(Texto da página)

━━━━━━━━━━━━━━━━━━━━

O poder de uma
cantora
Depois de lançar dois discos, a
cantora e compositora mineira Patrícia Ahmaral volta à cena comSuperpoder (gravado
por meio da Lei Estadual de Incentivo à Cultura de Minas Gerais, com o
patrocínio da Vivo).
Produzido pelo contrabaixista
Fernando Nunes, também arranjador das treze músicas do álbum (em duas delas
dividindo o trabalho com outros três arranjadores), contando com participações
especiais de Lucinha Turnbull (em “Trilha de Luz”, da própria Lucinha) e de
Chico César (em “Sorry, Baby”, uma das três músicas de Patrícia presentes no
disco), tendo no repertório desde Alceu Valença, Lula Queiroga (autor da
faixa-título) e Belchior até Zeca Baleiro, Caetano Veloso e Torquato Neto,
passando por Totonho, Vander Lee (presente com duas músicas – uma delas,
“Revoada”, em parceria com Ahmaral), Paulo César Barros, Getúlio Cortes, Carlos
Tê e Hélder Gonçalves, Superpoder justifica o título: Patrícia
é poderosa.
Seu poder maior advém da força do
seu cantar. Levando as interpretações às últimas conseqüências, sem medo de se
fazer intensa ou demasiada, as palavras lhe saem como petardos que miram o
entusiasmo do ouvinte, trazendo-o pelo ouvido para a roda de fogo. A chama de
seu canto acende o prazer de vê-la afinada, sem deslizes que pudessem
comprometer o seu desempenho.

━━━━━━━━━━━━━━━━━━━━

(Instruções do exercício)
Edite o trecho da resenha do disco que vai de "O poder de uma" a "patrocínio da Vivo).", trocando "dois discos" por "três discos". As linhas constituem um material independente da resenha do disco.

(Linhas fornecidas)

━━━━━━━━━━━━━━━━━━━━

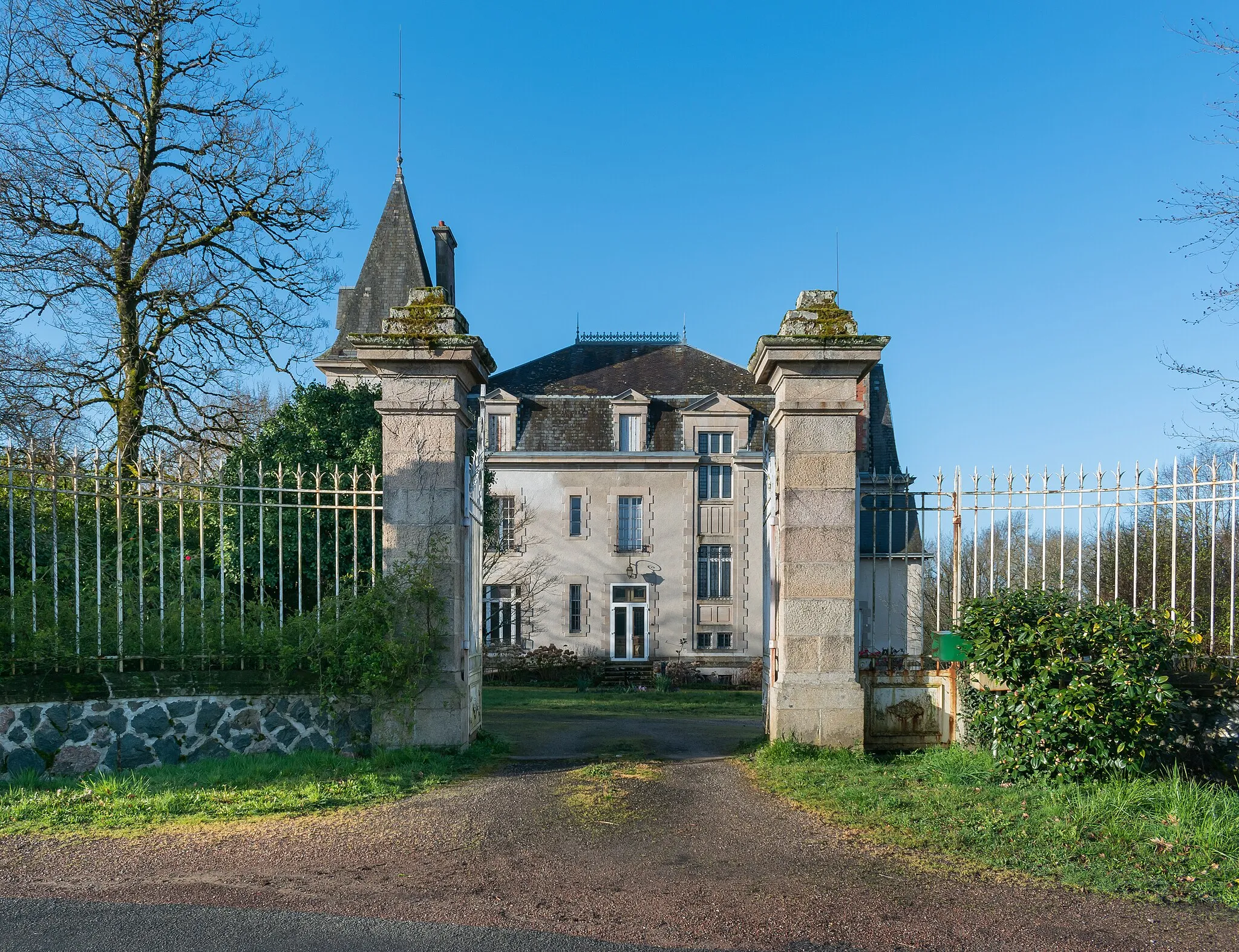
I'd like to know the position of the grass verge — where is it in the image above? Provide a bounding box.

━━━━━━━━━━━━━━━━━━━━

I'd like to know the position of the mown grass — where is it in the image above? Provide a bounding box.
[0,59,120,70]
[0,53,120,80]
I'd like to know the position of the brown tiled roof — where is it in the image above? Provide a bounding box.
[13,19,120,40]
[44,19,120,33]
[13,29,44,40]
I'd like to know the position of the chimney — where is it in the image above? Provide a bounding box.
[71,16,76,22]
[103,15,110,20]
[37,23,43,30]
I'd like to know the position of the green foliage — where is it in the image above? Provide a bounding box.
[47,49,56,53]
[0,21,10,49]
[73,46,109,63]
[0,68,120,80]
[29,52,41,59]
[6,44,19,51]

━━━━━━━━━━━━━━━━━━━━

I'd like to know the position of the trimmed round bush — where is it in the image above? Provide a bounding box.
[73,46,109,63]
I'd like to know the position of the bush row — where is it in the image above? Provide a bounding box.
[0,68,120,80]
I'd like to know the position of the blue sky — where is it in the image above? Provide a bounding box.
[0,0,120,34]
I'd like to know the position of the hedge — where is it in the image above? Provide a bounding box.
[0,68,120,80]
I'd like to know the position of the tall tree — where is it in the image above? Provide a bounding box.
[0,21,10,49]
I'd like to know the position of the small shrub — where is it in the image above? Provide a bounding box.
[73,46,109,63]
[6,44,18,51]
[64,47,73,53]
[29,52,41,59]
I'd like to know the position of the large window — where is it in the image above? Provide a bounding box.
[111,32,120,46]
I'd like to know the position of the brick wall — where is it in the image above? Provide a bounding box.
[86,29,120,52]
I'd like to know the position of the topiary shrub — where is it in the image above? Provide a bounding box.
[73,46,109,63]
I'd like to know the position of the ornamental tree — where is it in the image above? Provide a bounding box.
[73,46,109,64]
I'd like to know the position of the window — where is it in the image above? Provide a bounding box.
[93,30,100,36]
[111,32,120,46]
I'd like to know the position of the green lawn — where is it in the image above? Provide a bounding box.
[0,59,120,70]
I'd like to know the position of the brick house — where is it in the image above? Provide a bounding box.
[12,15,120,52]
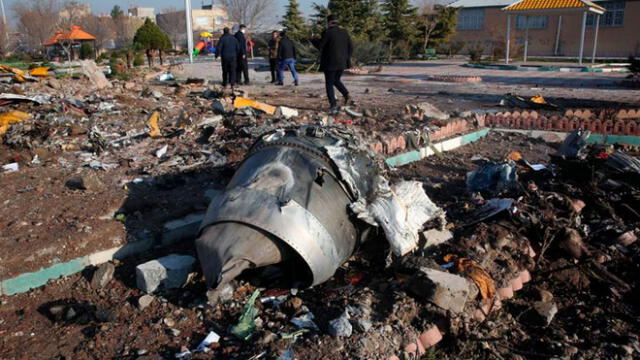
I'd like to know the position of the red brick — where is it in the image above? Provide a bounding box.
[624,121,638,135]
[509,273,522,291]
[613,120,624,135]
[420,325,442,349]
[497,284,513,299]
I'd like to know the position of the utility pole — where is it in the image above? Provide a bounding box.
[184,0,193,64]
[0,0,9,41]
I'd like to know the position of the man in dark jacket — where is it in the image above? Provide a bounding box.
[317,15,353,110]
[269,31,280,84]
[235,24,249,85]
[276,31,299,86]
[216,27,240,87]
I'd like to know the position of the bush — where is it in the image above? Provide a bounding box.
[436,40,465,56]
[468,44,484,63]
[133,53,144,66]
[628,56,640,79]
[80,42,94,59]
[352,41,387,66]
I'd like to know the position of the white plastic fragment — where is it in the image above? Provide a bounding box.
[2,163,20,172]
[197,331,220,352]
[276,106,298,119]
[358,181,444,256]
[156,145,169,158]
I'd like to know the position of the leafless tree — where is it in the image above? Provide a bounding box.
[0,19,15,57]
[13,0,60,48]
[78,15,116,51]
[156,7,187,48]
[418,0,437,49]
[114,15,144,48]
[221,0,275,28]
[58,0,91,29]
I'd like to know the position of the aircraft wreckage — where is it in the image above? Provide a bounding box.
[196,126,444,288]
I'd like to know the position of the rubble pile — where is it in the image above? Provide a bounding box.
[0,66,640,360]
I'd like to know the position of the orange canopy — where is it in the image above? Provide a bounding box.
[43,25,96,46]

━━━━━━━━━━━━━━━━━━━━

(Resposta da tarefa)
O poder de uma
cantora
Depois de lançar três discos, a
cantora e compositora mineira Patrícia Ahmaral volta à cena comSuperpoder (gravado
por meio da Lei Estadual de Incentivo à Cultura de Minas Gerais, com o
patrocínio da Vivo).